→ DIRECTIVE
Each entry must be reproduced precisely as it stands.

-- BEGIN MATERIAL --

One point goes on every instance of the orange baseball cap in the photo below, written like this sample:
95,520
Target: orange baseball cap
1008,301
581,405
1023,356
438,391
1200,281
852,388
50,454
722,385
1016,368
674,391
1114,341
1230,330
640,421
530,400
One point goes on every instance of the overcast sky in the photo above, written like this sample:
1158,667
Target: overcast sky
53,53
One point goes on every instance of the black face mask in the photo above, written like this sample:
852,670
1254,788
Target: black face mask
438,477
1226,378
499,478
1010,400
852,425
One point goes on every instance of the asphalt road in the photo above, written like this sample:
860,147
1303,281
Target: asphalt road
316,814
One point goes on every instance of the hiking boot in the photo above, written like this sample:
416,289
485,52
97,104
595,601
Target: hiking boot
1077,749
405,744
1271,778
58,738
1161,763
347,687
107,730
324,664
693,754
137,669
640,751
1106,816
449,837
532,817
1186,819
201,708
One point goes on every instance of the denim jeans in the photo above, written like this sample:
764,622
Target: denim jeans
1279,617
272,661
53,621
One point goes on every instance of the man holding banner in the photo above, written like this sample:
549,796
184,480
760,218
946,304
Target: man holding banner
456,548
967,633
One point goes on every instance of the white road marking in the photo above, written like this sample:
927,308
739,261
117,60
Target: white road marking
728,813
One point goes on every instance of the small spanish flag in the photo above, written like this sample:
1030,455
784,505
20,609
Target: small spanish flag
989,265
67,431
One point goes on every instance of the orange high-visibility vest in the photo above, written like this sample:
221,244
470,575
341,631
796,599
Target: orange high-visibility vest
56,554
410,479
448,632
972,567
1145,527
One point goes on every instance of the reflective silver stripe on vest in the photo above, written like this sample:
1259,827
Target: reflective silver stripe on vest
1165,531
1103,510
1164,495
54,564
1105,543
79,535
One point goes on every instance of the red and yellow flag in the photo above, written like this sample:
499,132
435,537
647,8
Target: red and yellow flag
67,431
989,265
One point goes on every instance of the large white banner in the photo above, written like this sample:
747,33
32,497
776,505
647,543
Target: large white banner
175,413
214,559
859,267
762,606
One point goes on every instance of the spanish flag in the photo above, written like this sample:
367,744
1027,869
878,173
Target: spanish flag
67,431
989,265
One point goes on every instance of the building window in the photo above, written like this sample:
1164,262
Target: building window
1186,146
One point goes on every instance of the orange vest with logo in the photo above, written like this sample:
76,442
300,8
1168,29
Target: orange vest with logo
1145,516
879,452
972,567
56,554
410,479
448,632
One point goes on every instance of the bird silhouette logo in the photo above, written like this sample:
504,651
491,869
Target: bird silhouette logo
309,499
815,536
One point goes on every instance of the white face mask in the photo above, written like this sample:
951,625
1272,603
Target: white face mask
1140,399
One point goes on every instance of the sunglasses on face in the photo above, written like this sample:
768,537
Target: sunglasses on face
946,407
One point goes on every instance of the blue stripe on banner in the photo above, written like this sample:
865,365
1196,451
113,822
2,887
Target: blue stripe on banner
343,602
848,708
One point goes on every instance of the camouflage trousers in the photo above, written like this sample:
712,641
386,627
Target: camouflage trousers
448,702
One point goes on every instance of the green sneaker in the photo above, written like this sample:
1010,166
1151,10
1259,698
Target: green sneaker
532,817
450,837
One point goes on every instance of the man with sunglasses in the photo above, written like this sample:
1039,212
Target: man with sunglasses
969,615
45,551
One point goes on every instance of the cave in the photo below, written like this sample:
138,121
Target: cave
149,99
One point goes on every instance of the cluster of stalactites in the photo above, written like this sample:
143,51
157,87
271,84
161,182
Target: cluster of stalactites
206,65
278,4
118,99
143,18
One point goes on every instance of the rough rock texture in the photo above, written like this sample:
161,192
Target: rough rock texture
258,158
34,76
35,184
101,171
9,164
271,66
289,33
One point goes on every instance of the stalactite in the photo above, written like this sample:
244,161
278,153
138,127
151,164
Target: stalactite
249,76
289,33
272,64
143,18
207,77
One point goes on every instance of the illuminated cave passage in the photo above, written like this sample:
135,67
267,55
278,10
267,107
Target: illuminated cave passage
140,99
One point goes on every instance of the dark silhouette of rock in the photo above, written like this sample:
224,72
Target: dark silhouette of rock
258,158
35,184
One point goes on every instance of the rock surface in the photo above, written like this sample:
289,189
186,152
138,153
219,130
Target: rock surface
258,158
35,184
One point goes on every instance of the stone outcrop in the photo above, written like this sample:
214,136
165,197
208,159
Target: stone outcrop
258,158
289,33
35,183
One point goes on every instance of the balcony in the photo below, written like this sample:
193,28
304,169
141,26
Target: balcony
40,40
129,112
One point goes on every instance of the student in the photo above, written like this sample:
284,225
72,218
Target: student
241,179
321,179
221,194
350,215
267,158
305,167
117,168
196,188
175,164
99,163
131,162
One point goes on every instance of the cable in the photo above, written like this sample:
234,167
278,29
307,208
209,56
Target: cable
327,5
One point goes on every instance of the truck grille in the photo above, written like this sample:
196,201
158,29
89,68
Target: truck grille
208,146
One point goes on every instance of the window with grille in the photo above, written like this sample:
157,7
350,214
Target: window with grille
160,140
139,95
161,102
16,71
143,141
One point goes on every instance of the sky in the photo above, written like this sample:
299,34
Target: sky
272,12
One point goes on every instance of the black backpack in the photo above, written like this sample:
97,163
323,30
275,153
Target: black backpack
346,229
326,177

-- END MATERIAL --

→ TASK OUTPUT
One point goes on every instance of the orange baseball cap in the photo below, written like this sample:
95,520
Target: orange baseball cap
1008,301
581,405
1023,356
438,391
1200,281
852,388
50,454
722,385
1016,368
674,391
1114,341
1230,330
640,421
530,400
One point goes on every instance of the overcast sky in the photo above, written like this sample:
1158,667
Target: overcast sky
53,53
One point goes on every instance of the black face mask in the photo above, written like this sample:
852,670
1254,788
Target: black face mask
438,477
1226,378
499,478
1010,400
852,425
One point goes on every instance of the asphalt road in the photo above, written like this sample:
860,147
1303,281
Target: asphalt road
316,814
One point goes on every instance of the hiking boot in the photo above, written like this sample:
416,289
485,52
97,104
595,601
Target: hiking boot
1077,749
405,744
1271,778
58,738
1161,763
347,687
107,730
324,664
693,754
137,669
640,751
1106,816
449,837
532,817
1186,819
201,708
One point goes on every instance of the denim jeans in the photo above, written like this sample:
764,622
Target: denim jeans
1279,617
272,661
53,621
One point goes on every instance of the man holding banner in the photo above, written like this sample:
549,796
184,480
760,218
946,304
Target: man holding banner
456,548
967,633
One point goes on every instance of the white road marking in the photo above, written like this sample:
927,308
739,261
117,60
Target: white road marking
728,813
One point goes on every instance of the small spanish flag in the photo above, written like this sample:
1030,455
784,505
20,609
Target: small spanish flag
989,265
67,431
One point goes on every instance of the orange high-visibility vest in the photo above, written like this sample:
221,244
470,575
341,631
796,599
Target: orange high-visibility vest
56,554
410,479
448,632
972,567
1145,527
One point goes on every instance of the reflective silver stripe on vest in the photo above, written like this sample:
1259,827
Target: reflective silver stripe on vest
1165,531
1103,510
1164,495
54,564
1105,543
79,535
One point goes on every instance of the red and yellow flag in the photo above, written like this sample:
499,132
435,537
647,8
Target: red and yellow flag
67,431
989,265
One point goes on every instance of the large white banner in the photo above, written like this sample:
747,33
32,497
776,505
647,543
Target: large white banner
175,413
214,559
859,267
762,606
One point goes on every instance of the spanish flag in the photo above, written like this sample:
367,744
1027,869
878,173
Target: spanish flag
67,431
989,265
One point goes on every instance of the building window in the photo above, written like this sample:
1164,262
Target: building window
1186,146
One point goes on every instance of the orange vest with logo in the photo above, written like this sample:
76,442
300,8
1168,29
Target: orange vest with logo
1145,516
879,452
972,567
56,554
410,479
448,632
One point goes on every instance of the bird silhouette logo in the photo above, written like this sample:
504,651
491,869
Target: bird silhouette logo
309,499
815,536
One point goes on every instance of the white face mask in the photo above, written like this sample:
951,625
1272,603
Target: white face mask
1140,399
One point goes on every instance of the sunglasses on face in the photo above, written like this sample:
768,537
Target: sunglasses on face
946,407
One point goes on every instance of the blue stripe on banner in the photo above, written like this sample:
865,365
1196,451
113,822
2,887
Target: blue stripe on banner
343,602
848,708
One point goes on every instance of the camouflage trousers in the photo above, written like this sample:
712,641
386,627
Target: camouflage trousers
448,702
One point goes on every instance of the green sneaker in the photo above, written like this sample:
1010,166
1151,10
1259,698
Target: green sneaker
532,817
450,837
One point goes on every instance of the man with sunglasses in the photo above, written like this sample:
1039,212
Target: man with sunglasses
969,615
45,551
One point goes on every instance of the cave in the photo below, written like this sample:
138,121
Target: cave
149,99
One point goes on every instance of the cluster of stalactites in the photo above, written like this sample:
143,51
157,87
271,84
161,182
Target: cluster of stalactites
206,65
278,4
118,99
143,18
One point goes on every instance of the rough rock texture in the photo above, written like this sample:
161,192
Target: rough rock texture
258,158
34,76
35,184
101,171
9,164
271,66
289,33
One point goes on every instance of the stalactite in the photo above, written like this sample:
244,161
278,153
138,127
151,164
Target: stalactite
249,76
289,33
272,64
143,18
207,77
One point goes on every instance of the illuminated cave passage in the photo above, written like this sample:
135,67
267,55
278,10
267,107
Target: illuminated cave passage
140,99
One point goes on every instance of the dark silhouette of rock in the photo above, written like this sample:
224,72
Target: dark silhouette of rock
258,158
35,184
One point goes on every instance of the rock surface in the photo above, written like this sample:
289,189
186,152
138,153
219,130
Target: rock surface
258,158
35,184
One point goes on every instance of the stone outcrop in the photo above, written like this sample:
214,136
165,197
208,159
Target: stone outcrop
258,158
289,33
35,183
One point goes on every instance of the balcony in the photo below, written like this sample:
193,28
304,169
141,26
Target: balcony
40,40
129,112
One point goes on every instance of the student in the photo above, written like this sample:
284,225
72,218
Target: student
241,179
321,179
221,194
350,215
267,158
305,167
117,168
196,188
175,164
99,163
131,162
One point goes on every instance of the cable in the photo above, written like this sample:
234,167
278,29
307,208
209,56
Target: cable
327,5
One point goes on every instance of the truck grille in the photo above, written like this sample:
196,201
158,29
89,68
Target: truck grille
208,146
One point goes on every instance of the window with grille in the photo above, written like this sample:
157,7
350,214
Target: window with grille
160,140
139,95
161,102
16,71
143,141
One point goes on every instance of the sky in the photo above, written like this sample:
299,34
Target: sky
272,12
One point goes on every instance of the black backpack in the photo above, written like this sample:
97,163
323,30
275,153
Target: black backpack
346,229
326,177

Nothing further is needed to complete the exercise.